Readseq has been updated.   There have been several bug corrections
and a number of enhancements (see below).  If you are using earlier
versions (or programs you use use it), I recommend you update to
this release.

Readseq is particularly useful as it detects many sequence formats;
this detection has been improved.  Validation tests are included
so you can ensure that the current program has compiled and is working
properly.

If you use it with either GCG format or Gary Olsen VMS sequence editor
format, you should definitely update your copy:
  :( Previous versions delete bases from every Olsen print format file.
  :( Previous versions can duplicate the bases in the last line of a GCG
    format file.  This will occur when the GCG format file was previously
    _written_ by readseq, then read in a second time.  GCG format files
    written by GCG programs were not subject to this flaw.

This program is available thru anonymous ftp, in this manner:
  my_computer> ftp  ftp.bio.indiana.edu  (or IP address 129.79.224.25)

● **SHORT PROBLEM 1**: Translate this sentence from the Readseq announcement into Spanish: "Validation tests are included so you can ensure that the current program has compiled and is working properly."
● **SHORT PROBLEM 2**: Collect every line in the records that contains the word "track".

● **RECORD SET**:
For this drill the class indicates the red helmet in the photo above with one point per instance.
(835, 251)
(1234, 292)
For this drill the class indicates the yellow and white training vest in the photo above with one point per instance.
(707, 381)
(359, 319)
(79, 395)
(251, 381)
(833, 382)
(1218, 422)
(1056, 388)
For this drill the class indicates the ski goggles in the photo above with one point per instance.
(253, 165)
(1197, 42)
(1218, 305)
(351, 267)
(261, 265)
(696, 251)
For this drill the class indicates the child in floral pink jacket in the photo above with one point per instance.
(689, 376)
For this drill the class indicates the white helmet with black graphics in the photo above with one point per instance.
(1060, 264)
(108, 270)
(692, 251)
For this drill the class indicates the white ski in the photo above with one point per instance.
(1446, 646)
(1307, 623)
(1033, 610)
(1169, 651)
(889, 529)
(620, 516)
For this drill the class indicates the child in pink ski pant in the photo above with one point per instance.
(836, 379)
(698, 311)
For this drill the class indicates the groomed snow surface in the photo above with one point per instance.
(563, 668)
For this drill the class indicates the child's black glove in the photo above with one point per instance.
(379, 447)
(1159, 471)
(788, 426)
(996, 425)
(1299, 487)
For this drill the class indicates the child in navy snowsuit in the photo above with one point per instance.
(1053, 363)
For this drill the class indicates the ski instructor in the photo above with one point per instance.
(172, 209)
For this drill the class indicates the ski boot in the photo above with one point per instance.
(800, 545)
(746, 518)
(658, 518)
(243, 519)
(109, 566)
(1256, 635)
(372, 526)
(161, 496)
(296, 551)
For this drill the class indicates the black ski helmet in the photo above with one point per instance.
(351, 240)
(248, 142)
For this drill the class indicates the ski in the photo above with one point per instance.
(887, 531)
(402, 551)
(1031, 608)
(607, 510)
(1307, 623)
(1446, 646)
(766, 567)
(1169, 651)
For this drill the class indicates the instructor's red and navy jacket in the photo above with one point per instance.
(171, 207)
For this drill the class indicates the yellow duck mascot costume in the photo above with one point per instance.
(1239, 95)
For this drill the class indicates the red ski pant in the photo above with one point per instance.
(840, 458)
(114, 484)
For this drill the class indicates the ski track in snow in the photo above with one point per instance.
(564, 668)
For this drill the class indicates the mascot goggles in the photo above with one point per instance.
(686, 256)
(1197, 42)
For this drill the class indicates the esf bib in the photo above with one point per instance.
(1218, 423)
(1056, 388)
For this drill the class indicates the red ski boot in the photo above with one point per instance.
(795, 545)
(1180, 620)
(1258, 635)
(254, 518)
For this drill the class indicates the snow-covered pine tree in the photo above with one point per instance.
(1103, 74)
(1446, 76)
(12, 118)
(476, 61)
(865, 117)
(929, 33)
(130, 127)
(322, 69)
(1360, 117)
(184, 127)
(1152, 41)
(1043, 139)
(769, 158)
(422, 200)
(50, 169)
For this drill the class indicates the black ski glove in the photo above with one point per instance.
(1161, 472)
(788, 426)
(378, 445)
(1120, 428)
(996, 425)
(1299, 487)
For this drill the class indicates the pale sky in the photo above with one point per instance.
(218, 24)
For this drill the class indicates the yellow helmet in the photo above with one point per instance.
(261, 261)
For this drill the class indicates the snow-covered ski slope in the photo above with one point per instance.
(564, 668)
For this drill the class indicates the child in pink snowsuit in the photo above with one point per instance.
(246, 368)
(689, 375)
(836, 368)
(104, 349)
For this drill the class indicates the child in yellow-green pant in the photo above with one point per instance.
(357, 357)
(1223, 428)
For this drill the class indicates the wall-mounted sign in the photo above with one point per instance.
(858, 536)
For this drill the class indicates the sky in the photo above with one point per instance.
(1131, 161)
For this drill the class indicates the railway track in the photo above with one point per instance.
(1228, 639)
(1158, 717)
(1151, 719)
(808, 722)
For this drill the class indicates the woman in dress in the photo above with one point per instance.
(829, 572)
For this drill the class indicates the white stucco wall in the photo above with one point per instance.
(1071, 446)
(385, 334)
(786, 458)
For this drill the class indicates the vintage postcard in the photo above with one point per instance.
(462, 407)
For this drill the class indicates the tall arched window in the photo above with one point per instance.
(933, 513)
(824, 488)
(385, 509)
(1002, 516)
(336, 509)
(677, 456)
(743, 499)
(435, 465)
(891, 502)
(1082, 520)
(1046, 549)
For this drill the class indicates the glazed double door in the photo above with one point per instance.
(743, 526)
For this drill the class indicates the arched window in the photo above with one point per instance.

● **WRITTEN RESPONSE 1**: Se incluyen pruebas de validación para que pueda asegurarse de que el programa actual se ha compilado y funciona correctamente.

● **WRITTEN RESPONSE 2**:
For this drill the class indicates the ski track in snow in the photo above with one point per instance.
For this drill the class indicates the railway track in the photo above with one point per instance.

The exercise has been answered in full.